CONSIGNE:
Prolongez le texte sur la politesse et l'affabilité en reprenant juste après sa dernière phrase.

TEXTE DE LA PAGE:
----------------------------------------

POLITESSE, AFFABILITé, synonymes, (Grammaire et Morale) manières honnêtes d'agir et de converser avec les autres hommes dans la société ; mais l'affabilité qui consiste dans cette insinuation de bienveillance avec laquelle un supérieur reçoit son inférieur, se dit rarement d'égal à égal, et jamais d'inférieur à supérieur. Elle n'est souvent dans les grands qu'une vertu artificieuse qui sert à leurs projets d'ambition, une bassesse d'ame qui cherche à se faire des créatures (car c'est un signe de bassesse). J'ignore pourquoi le mot affabilité ne plaisait pas à M. Patru ; ce serait dommage de le bannir de notre langue, puisqu'il est unique pour exprimer ce qu'on ne peut dire autrement que par périphrase.

La civilité et la politesse sont une certaine bienséance dans les manières et dans les paroles, tendantes à plaire et à marquer les égards qu'on a les uns pour les autres.

Sans émaner nécessairement du cœur, elles en donnent les apparences, et font paraitre l'homme au-dehors comme il devrait être intérieurement. C'est, dit la Bruyere, une certaine attention à faire que par nos paroles et nos manières les autres soient contens de nous.

La civilité ne dit pas autant que la politesse, et elle n'en fait qu'une portion ; c'est une espèce de crainte, en y manquant, d'être regardé comme un homme grossier ; c'est un pas pour être estimé poli. C'est pourquoi la politesse semble, dans l'usage de ce terme, réservée aux gens de la cour et de qualité ; et la civilité, aux personnes d'une condition inférieure, au plus grand nombre de citoyens.

J'ai lu des livres sur la civilité, si chargés de maximes et de préceptes pour en remplir les devoirs, qu'ils m'auraient fait préférer la rudesse et la grossiereté à la pratique de cette civilité importune dont ils font tant d'éloges. Qui ne penserait comme Montagne ? " J'aime bien, dit cet auteur (essais liv. I. ch. xiij.), à ensuivre les lois de la civilité, mais non pas si couardement, que ma vie en demeure contrainte. Elles ont quelques formes pénibles, lesquelles, pourvu qu'on oublie par discrétion, non par erreur, on n'en a pas moins de grâce. J'ai Ve souvent des hommes incivils par trop de civilité, et importuns de courtoisie. C'est au demeurant une très-utîle science que la science de l'entregent. Elle est comme la grâce et la beauté conciliatrice des premiers abords de la société et familiarité, et par conséquent nous ouvre la porte à nous instruire par les exemples d'autrui, et à exploiter et produire notre exemple, s'il a quelque chose d'instruisant et communicable ".

----------------------------------------

ENREGISTREMENTS:
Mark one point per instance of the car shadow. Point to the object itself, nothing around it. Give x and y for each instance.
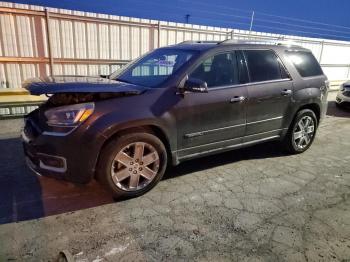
(24, 195)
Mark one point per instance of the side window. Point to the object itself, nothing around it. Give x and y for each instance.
(305, 63)
(264, 65)
(218, 70)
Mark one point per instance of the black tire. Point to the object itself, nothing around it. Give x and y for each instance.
(289, 141)
(110, 151)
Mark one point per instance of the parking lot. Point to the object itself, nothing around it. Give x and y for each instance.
(254, 204)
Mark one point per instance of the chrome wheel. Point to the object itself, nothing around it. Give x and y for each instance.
(135, 166)
(303, 132)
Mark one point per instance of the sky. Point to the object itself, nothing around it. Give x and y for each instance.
(330, 18)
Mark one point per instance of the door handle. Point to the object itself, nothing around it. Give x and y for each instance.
(286, 92)
(236, 99)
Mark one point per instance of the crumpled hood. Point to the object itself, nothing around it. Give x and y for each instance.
(79, 84)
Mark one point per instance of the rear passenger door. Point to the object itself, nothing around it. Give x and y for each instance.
(210, 121)
(269, 92)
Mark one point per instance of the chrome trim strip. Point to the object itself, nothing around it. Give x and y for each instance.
(227, 140)
(205, 132)
(265, 120)
(49, 133)
(229, 147)
(249, 84)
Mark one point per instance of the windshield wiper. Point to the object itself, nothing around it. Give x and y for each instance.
(124, 81)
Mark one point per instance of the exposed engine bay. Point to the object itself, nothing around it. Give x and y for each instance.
(62, 99)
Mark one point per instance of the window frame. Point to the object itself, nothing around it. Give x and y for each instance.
(296, 69)
(266, 81)
(212, 54)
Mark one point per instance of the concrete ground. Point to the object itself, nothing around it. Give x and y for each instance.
(254, 204)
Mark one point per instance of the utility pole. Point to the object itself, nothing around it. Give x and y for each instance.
(251, 22)
(187, 17)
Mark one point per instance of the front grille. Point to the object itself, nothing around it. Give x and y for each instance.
(346, 93)
(31, 130)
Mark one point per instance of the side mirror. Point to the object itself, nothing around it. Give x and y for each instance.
(195, 85)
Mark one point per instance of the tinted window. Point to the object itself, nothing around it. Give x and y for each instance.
(154, 68)
(305, 63)
(264, 65)
(218, 70)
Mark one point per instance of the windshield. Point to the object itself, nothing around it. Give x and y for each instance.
(154, 68)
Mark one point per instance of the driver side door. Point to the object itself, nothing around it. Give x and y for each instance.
(215, 120)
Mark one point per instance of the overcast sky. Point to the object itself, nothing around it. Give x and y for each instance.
(270, 15)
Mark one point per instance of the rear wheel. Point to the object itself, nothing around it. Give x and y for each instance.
(132, 164)
(302, 132)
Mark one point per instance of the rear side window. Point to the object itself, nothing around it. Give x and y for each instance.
(305, 63)
(264, 65)
(218, 70)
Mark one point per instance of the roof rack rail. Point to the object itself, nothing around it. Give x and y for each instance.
(262, 42)
(198, 42)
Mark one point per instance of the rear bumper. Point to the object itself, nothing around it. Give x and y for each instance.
(342, 99)
(70, 157)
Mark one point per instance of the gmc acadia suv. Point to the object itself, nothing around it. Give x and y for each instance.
(173, 104)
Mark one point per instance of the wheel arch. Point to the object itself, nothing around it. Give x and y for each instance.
(313, 107)
(147, 128)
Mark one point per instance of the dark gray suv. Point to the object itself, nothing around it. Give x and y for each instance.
(175, 103)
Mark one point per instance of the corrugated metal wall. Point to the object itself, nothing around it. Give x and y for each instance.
(85, 43)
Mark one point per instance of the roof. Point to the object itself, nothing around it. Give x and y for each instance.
(205, 45)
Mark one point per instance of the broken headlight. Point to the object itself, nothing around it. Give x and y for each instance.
(71, 115)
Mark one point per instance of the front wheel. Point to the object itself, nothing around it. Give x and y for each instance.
(302, 132)
(132, 164)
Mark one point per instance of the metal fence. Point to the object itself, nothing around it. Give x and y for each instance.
(35, 41)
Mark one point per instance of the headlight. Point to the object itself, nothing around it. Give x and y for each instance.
(69, 115)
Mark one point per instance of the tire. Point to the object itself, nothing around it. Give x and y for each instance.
(132, 164)
(292, 141)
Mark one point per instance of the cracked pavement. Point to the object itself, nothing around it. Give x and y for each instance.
(253, 204)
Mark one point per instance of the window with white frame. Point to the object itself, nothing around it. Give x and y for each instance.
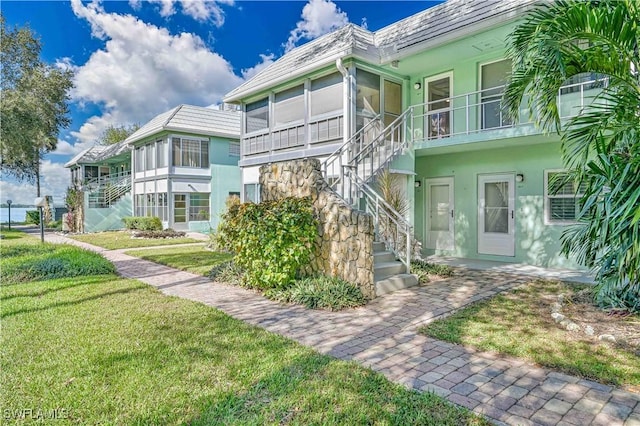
(190, 152)
(140, 209)
(139, 160)
(326, 95)
(150, 156)
(257, 115)
(562, 197)
(163, 207)
(161, 151)
(251, 192)
(289, 106)
(198, 206)
(234, 149)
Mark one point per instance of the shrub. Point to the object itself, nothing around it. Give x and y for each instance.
(227, 272)
(271, 240)
(320, 292)
(423, 269)
(143, 223)
(32, 217)
(167, 233)
(49, 261)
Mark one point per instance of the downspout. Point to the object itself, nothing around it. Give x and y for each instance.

----------------------------------------

RÉPONSE:
Mais la civilité cérémonieuse est également fatigante et inutîle ; aussi est-elle hors d'usage parmi les gens du monde. Ceux de la cour, accablés d'affaires, ont élevé sur ses ruines un édifice qu'on nomme la politesse, qui fait à-présent la base, la morale de la belle éducation, et qui mérite par conséquent un article à part. Nous nous contenterons seulement de dire ici, qu'elle n'est d'ordinaire que l'art de se passer des vertus qu'elle imite.

La civilité, prise dans le sens qu'on doit lui donner, a un prix réel ; regardée comme un empressement de porter du respect et des égards aux autres, par un sentiment intérieur conforme à la raison, c'est une pratique de droit naturel, d'autant plus louable qu'elle est libre et bien fondée.

Quelques législateurs même ont voulu que les manières représentassent les mœurs, et en ont fait un article de leurs lois civiles. Il est vrai que Lycurgue en formant les manières, n'a point eu la civilité pour objet ; mais c'est que des gens toujours corrigeants ou toujours corrigés, comme dit M. de Montesquieu, également simples et rigides, n'avaient pas besoin de dehors : ils exerçaient plutôt entr'eux des vertus, qu'ils n'avaient des égards.

Les Chinois, qui ont fait des rits de tout et des plus petites actions de la vie, qui ont formé leur empire sur l'idée du gouvernement d'une famille, ont voulu que les hommes sentissent qu'ils dépendaient les uns des autres, et en conséquence leurs législateurs ont donné aux règles de la civilité la plus grande étendue. On peut lire là-dessus le père Duhalde.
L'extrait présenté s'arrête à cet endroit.